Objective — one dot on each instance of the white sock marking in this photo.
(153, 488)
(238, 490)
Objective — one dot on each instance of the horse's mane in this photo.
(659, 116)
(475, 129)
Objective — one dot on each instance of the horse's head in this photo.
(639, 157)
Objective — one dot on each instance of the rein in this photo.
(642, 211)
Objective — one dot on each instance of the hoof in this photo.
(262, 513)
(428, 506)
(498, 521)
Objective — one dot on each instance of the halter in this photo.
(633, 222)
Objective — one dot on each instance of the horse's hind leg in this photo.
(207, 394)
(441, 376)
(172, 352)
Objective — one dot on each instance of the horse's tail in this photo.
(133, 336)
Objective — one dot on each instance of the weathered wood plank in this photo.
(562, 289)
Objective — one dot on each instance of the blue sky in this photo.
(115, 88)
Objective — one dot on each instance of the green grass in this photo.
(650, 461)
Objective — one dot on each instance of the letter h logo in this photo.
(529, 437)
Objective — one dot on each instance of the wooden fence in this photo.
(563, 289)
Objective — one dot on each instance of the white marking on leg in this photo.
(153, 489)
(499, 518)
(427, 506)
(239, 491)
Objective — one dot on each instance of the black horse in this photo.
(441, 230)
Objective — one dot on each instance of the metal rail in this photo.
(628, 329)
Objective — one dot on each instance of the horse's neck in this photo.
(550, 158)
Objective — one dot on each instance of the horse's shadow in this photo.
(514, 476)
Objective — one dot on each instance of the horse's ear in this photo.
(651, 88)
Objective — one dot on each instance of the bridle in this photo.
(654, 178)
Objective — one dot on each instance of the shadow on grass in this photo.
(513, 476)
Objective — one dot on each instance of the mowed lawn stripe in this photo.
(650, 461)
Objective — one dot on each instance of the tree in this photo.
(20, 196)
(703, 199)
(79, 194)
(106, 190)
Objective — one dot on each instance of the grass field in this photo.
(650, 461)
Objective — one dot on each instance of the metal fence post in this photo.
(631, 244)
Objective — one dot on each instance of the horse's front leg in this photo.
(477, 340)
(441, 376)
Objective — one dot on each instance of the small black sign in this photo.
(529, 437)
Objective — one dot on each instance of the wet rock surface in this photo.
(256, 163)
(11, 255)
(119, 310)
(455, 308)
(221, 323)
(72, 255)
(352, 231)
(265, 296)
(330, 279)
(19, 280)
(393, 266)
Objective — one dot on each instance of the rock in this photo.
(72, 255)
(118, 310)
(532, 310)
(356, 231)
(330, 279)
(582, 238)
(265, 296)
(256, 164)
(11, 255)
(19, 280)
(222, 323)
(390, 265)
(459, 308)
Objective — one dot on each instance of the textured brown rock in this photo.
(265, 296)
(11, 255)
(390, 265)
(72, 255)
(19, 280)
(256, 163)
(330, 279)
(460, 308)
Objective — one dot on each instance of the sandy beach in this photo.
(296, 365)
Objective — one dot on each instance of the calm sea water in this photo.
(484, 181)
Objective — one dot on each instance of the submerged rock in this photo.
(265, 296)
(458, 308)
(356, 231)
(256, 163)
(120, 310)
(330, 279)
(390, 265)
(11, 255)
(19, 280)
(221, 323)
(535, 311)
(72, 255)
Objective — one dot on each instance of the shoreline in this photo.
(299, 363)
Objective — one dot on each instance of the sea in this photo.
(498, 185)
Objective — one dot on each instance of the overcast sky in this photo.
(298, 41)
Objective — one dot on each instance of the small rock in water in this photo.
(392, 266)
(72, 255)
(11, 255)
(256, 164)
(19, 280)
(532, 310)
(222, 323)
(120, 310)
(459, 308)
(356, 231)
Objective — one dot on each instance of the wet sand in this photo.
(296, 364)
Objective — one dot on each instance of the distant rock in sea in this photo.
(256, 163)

= = =

Task description
Copy each entry exactly. Omit none.

Answer
Objective — one dot on each instance of the white sock marking in this photo.
(153, 488)
(238, 490)
Objective — one dot on each instance of the horse's mane in this photo.
(659, 116)
(475, 129)
Objective — one dot on each instance of the horse's head in this photo.
(639, 157)
Objective — one dot on each instance of the rein in this photo.
(642, 211)
Objective — one dot on each instance of the hoof in this photo.
(262, 513)
(428, 506)
(498, 521)
Objective — one dot on each instance of the halter in this photo.
(633, 222)
Objective — one dot on each instance of the horse's hind leg in this photo.
(207, 394)
(441, 376)
(172, 352)
Objective — one dot on each instance of the horse's tail in this photo.
(133, 336)
Objective — one dot on each instance of the weathered wood plank in this photo.
(562, 289)
Objective — one dot on each instance of the blue sky in this photo.
(115, 88)
Objective — one dot on each instance of the green grass in this photo.
(650, 461)
Objective — one dot on each instance of the letter h logo in this photo.
(529, 437)
Objective — one dot on each instance of the wooden fence in this photo.
(563, 289)
Objective — one dot on each instance of the white marking on leg in this photo.
(153, 489)
(499, 518)
(427, 506)
(239, 491)
Objective — one dot on each instance of the black horse in this photo.
(441, 230)
Objective — one dot on each instance of the metal rail in this photo.
(628, 329)
Objective — one dot on each instance of the horse's neck in this photo.
(550, 158)
Objective — one dot on each instance of the horse's shadow in this photo.
(514, 476)
Objective — one dot on each instance of the horse's ear in this photo.
(651, 88)
Objective — one dot on each instance of the bridle in this photo.
(654, 178)
Objective — one dot on each instance of the shadow on grass in this photo.
(513, 476)
Objective — one dot on each instance of the mowed lawn stripe in this photo.
(650, 461)
Objective — one dot on each instance of the tree in this photo.
(20, 196)
(703, 199)
(79, 194)
(106, 190)
Objective — one dot on each instance of the grass field in this photo.
(650, 461)
Objective — one dot on each instance of the metal fence post in this photo.
(631, 244)
Objective — one dot on each instance of the horse's front leg in this photo.
(477, 340)
(441, 376)
Objective — one dot on each instance of the small black sign in this photo.
(529, 437)
Objective — one dot on each instance of the wet rock surface in this photo.
(256, 163)
(11, 255)
(119, 310)
(455, 308)
(221, 323)
(72, 255)
(352, 231)
(265, 296)
(330, 279)
(19, 280)
(393, 266)
Objective — one dot on each instance of the rock in this photo.
(72, 255)
(118, 310)
(532, 310)
(356, 231)
(330, 279)
(582, 238)
(265, 296)
(256, 164)
(11, 255)
(19, 280)
(222, 323)
(390, 265)
(459, 308)
Objective — one dot on each instance of the textured brown rock in this photo.
(265, 296)
(11, 255)
(390, 265)
(72, 255)
(19, 280)
(256, 163)
(330, 279)
(460, 308)
Objective — one dot on each instance of the sandy beach in this photo.
(296, 365)
Objective — one dot on each instance of the calm sea water in this photo.
(484, 181)
Objective — one dot on each instance of the submerged rock in this photo.
(265, 296)
(458, 308)
(356, 231)
(256, 163)
(120, 310)
(330, 279)
(390, 265)
(11, 255)
(19, 280)
(221, 323)
(535, 311)
(72, 255)
Objective — one dot on each instance of the shoreline in this photo.
(299, 363)
Objective — one dot on each instance of the sea in this photo.
(498, 185)
Objective — one dot on each instance of the overcast sky in this photo.
(298, 41)
Objective — one dot on each instance of the small rock in water in this photo.
(392, 266)
(72, 255)
(11, 255)
(256, 164)
(19, 280)
(532, 310)
(222, 323)
(120, 310)
(459, 308)
(356, 231)
Objective — one dot on each instance of the wet sand in this photo.
(296, 364)
Objective — one dot on each instance of the distant rock in sea in this photo.
(256, 163)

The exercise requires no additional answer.